● TASK TO COMPLETE: Could you give every record again, exactly as it reads?

● EXTRACTED MATERIAL:

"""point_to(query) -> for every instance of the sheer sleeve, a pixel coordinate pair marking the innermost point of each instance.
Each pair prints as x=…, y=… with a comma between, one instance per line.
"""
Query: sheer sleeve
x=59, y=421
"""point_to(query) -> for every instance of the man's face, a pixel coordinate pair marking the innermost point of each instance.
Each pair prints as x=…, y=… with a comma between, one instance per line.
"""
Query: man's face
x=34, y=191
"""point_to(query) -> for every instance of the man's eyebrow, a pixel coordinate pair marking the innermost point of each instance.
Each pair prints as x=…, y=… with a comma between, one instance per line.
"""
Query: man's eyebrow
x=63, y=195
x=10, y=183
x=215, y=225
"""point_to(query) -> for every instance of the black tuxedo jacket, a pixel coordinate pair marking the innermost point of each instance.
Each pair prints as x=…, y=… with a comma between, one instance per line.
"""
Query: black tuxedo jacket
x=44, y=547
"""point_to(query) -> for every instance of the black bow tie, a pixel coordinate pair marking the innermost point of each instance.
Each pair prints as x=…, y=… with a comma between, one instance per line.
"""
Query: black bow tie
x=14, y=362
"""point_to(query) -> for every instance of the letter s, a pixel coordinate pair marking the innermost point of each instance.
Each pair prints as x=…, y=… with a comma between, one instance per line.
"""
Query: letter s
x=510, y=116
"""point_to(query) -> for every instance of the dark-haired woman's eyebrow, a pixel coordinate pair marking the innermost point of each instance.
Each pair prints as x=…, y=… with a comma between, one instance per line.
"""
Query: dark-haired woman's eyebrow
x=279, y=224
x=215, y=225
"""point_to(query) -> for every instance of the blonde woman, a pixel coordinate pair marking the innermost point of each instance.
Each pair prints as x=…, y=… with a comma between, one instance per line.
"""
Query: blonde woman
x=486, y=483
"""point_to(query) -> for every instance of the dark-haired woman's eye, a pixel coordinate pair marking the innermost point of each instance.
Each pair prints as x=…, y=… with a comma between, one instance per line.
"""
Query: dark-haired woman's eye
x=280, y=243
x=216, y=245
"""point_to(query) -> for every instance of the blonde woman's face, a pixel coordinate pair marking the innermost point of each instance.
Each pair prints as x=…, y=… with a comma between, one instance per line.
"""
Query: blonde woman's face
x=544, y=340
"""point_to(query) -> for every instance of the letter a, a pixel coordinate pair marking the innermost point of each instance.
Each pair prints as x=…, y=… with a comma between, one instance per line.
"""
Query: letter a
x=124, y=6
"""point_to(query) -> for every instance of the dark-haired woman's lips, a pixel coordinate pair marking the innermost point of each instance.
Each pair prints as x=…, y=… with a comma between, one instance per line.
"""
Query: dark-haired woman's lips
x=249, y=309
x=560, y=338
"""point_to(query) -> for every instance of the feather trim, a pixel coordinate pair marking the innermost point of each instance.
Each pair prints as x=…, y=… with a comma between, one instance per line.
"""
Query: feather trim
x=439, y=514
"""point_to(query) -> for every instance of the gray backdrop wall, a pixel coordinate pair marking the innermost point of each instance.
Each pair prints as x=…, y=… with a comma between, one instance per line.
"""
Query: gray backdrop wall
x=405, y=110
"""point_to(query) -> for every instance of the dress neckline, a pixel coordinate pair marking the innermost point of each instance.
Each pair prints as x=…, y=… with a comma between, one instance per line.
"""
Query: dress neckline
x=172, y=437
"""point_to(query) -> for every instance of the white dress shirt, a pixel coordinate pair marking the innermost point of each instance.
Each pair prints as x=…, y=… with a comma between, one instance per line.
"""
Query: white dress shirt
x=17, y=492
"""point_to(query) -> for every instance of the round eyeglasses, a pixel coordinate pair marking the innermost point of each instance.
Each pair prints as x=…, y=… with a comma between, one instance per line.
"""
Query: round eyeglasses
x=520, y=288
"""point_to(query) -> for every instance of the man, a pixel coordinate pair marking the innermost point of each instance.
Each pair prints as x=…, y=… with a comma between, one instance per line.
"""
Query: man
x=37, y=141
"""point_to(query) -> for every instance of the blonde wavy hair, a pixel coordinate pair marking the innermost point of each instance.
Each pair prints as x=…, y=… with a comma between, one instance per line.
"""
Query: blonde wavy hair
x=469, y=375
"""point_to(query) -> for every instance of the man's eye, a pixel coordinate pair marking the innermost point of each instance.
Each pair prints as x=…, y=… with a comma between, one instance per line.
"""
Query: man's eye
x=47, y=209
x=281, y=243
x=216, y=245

● SOLUTION TO THIS PROBLEM:
"""point_to(query) -> for every instance of the sheer sleeve, a pixel coordinate pair marking the innermost point of each instance.
Each pair prints as x=…, y=… with a comma between, one instance per line.
"""
Query: sheer sleeve
x=59, y=421
"""point_to(query) -> for every instance of the man's face, a pixel coordinate pair marking the innermost point of each instance.
Each pair prints as x=…, y=… with a comma between, one instance per line.
"""
Query: man's face
x=34, y=191
"""point_to(query) -> for every instance of the man's eyebrow, a pixel coordinate pair marking the innermost point of each instance.
Each pair prints as x=…, y=… with a comma between, one instance per line.
"""
Query: man's eyebrow
x=63, y=195
x=10, y=183
x=215, y=225
"""point_to(query) -> for every instance of the black tuxedo jacket, a pixel coordinate pair marking the innermost point of each instance.
Each pair prints as x=…, y=… with a comma between, one instance per line.
"""
Query: black tuxedo jacket
x=44, y=547
"""point_to(query) -> for every instance of the black bow tie, a pixel coordinate pair marking the innermost point of each instance.
Each pair prints as x=…, y=… with a comma between, one instance per line.
"""
Query: black bow tie
x=14, y=362
"""point_to(query) -> for every instance of the letter s, a pixel coordinate pair marking the innermost point of each instance.
Each pair prints as x=…, y=… with a comma between, one instance per line.
"""
Query: letter s
x=510, y=116
"""point_to(query) -> for every instance of the dark-haired woman's eyebrow, a pixel coordinate pair marking the innermost point of each instance.
Each pair prints as x=…, y=… with a comma between, one instance per line.
"""
Query: dark-haired woman's eyebrow
x=279, y=224
x=215, y=225
"""point_to(query) -> for every instance of the blonde woman, a pixel coordinate pair marking the innermost point of each instance.
Each pair prints as x=…, y=… with a comma between, one instance per line.
"""
Query: blonde woman
x=486, y=483
"""point_to(query) -> for every instance of the dark-haired woman's eye, a pixel coordinate pair marking the innermost point of each instance.
Each pair prints as x=…, y=… with a comma between, one instance per line.
"""
Query: dark-haired woman's eye
x=280, y=243
x=216, y=245
"""point_to(query) -> for every instance of the blonde woman's face, a pixel coordinate pair marking the innermost point of each instance.
Each pair prints as x=…, y=… with a comma between, one instance per line.
"""
Query: blonde woman's face
x=544, y=340
"""point_to(query) -> for every instance of the letter a, a pixel coordinate pair marking the innermost point of each instance.
Each pair prints as x=…, y=… with a comma between, one instance per line.
"""
Query: letter a
x=124, y=6
"""point_to(query) -> for every instance of the dark-haired woman's lips, a pixel coordinate pair marking the innermost point of each instance.
Each pair prints as x=…, y=… with a comma between, one instance per line.
"""
Query: dark-haired woman's lips
x=249, y=309
x=560, y=338
"""point_to(query) -> for every instance of the feather trim, a pixel coordinate pair marking the innermost point of each instance.
Each pair prints as x=…, y=… with a comma between, one instance per line.
"""
Query: feather trim
x=439, y=514
"""point_to(query) -> for every instance of the gray backdrop wall, a pixel coordinate pair marking the innermost point of each instance.
Each pair prints as x=…, y=… with a comma between, one instance per line.
"""
Query: gray backdrop wall
x=405, y=110
"""point_to(query) -> for every instance of the dress neckline, a pixel coordinate pair marking the innermost point of each instance.
Each pair prints as x=…, y=… with a comma between, one instance per line.
"""
Query: dress neckline
x=172, y=437
"""point_to(query) -> for every instance of the white dress shirt, a pixel coordinate pair marking the innermost point of each instance.
Each pair prints as x=…, y=… with a comma between, one instance per line.
"""
Query: white dress shirt
x=17, y=492
"""point_to(query) -> for every instance of the round eyeglasses, a pixel coordinate pair marking the innermost point of each instance.
Each pair prints as x=…, y=… with a comma between, one instance per line.
"""
Query: round eyeglasses
x=520, y=288
"""point_to(query) -> for every instance of the man, a pixel coordinate pair marking the innermost point of each instance.
Each pair prints as x=…, y=… with a comma between, one instance per line.
"""
Query: man
x=37, y=141
"""point_to(query) -> for every instance of the blonde wavy hair, a pixel coordinate pair marking the innermost point of each instance.
Each pair prints as x=…, y=… with a comma between, one instance per line.
"""
Query: blonde wavy hair
x=469, y=375
"""point_to(query) -> for every instance of the man's eye, a pixel coordinate pair marking the innermost point of each instance.
Each pair prints as x=…, y=… with a comma between, one instance per line.
"""
Query: man's eye
x=47, y=209
x=281, y=243
x=216, y=245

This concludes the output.